"Locate horse's white" 문구가 있는 줄에서 시작해 "0,143,350,266" 문구가 있는 줄까지, 두 줄을 포함해 각 줄을 문자열 하나로 담은 JSON 목록으로 정리하세요. 빈 줄은 빼세요.

데이터 줄:
****************************************
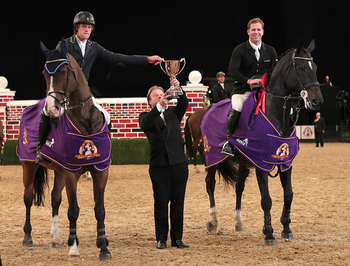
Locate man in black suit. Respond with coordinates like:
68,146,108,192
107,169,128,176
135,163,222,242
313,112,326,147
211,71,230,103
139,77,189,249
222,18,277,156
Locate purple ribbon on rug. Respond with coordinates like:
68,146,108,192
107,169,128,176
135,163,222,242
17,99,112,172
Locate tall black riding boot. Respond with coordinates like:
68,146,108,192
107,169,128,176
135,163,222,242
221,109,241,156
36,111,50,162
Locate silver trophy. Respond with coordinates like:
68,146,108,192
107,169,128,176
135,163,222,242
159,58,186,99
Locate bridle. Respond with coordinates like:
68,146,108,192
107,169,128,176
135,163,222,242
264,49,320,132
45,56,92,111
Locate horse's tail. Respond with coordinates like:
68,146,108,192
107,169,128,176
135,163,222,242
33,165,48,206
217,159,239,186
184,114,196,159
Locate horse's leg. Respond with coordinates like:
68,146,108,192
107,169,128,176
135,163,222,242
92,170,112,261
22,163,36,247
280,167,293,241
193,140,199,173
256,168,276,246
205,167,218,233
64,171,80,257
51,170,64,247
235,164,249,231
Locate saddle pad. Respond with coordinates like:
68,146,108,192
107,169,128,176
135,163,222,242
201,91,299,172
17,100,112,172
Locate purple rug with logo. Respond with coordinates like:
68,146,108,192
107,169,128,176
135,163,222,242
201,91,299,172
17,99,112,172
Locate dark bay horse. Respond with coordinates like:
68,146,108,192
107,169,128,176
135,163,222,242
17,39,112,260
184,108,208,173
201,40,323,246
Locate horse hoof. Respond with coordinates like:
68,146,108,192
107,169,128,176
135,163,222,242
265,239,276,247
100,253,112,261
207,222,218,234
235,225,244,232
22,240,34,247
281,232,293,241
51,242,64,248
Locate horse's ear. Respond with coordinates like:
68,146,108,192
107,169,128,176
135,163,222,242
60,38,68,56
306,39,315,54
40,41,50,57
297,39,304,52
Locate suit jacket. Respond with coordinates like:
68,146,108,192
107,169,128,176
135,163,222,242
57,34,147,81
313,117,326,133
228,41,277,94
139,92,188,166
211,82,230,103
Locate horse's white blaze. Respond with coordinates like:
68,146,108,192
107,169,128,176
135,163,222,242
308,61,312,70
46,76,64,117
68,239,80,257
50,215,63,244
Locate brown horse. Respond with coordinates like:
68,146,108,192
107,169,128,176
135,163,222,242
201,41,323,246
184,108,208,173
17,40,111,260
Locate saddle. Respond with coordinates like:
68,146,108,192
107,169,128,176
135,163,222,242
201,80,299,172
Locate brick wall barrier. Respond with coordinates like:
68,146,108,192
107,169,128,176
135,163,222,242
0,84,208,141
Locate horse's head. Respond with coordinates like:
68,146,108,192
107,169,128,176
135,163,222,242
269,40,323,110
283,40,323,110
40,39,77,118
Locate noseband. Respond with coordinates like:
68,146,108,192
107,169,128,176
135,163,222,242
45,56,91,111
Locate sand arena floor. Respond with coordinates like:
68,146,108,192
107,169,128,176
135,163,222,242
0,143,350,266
****************************************
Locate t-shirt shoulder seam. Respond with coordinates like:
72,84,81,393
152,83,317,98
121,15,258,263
****************************************
정답 풀이:
[
  "Locate horse's white blaze. Respond with coordinates like:",
  "68,146,108,192",
  "107,169,128,176",
  "135,163,222,242",
  "308,61,312,70",
  "46,76,64,117",
  "68,239,80,257",
  "50,215,63,244",
  "Locate brown horse. Respond with coordinates like:",
  "68,146,108,192",
  "107,169,128,176",
  "135,163,222,242",
  "201,41,323,246",
  "184,108,208,173",
  "17,40,111,260",
  "Locate saddle. Respond with coordinates like:",
  "68,146,108,192",
  "107,169,128,176",
  "135,163,222,242",
  "201,80,299,172",
  "Locate brick wall barrier. Respond with coordinates like:",
  "68,146,108,192",
  "107,169,128,176",
  "135,163,222,242",
  "0,84,208,141",
  "Locate horse's head. Respond with coordinates like:",
  "68,146,108,192",
  "107,169,128,176",
  "135,163,222,242",
  "269,40,323,110",
  "283,40,323,110",
  "40,39,77,118",
  "Locate noseband. Respond with coordinates like:",
  "68,146,108,192",
  "107,169,128,176",
  "135,163,222,242",
  "45,56,91,111",
  "Locate sand arena floor. Respond with coordinates like:",
  "68,146,108,192",
  "107,169,128,176",
  "135,163,222,242",
  "0,143,350,266"
]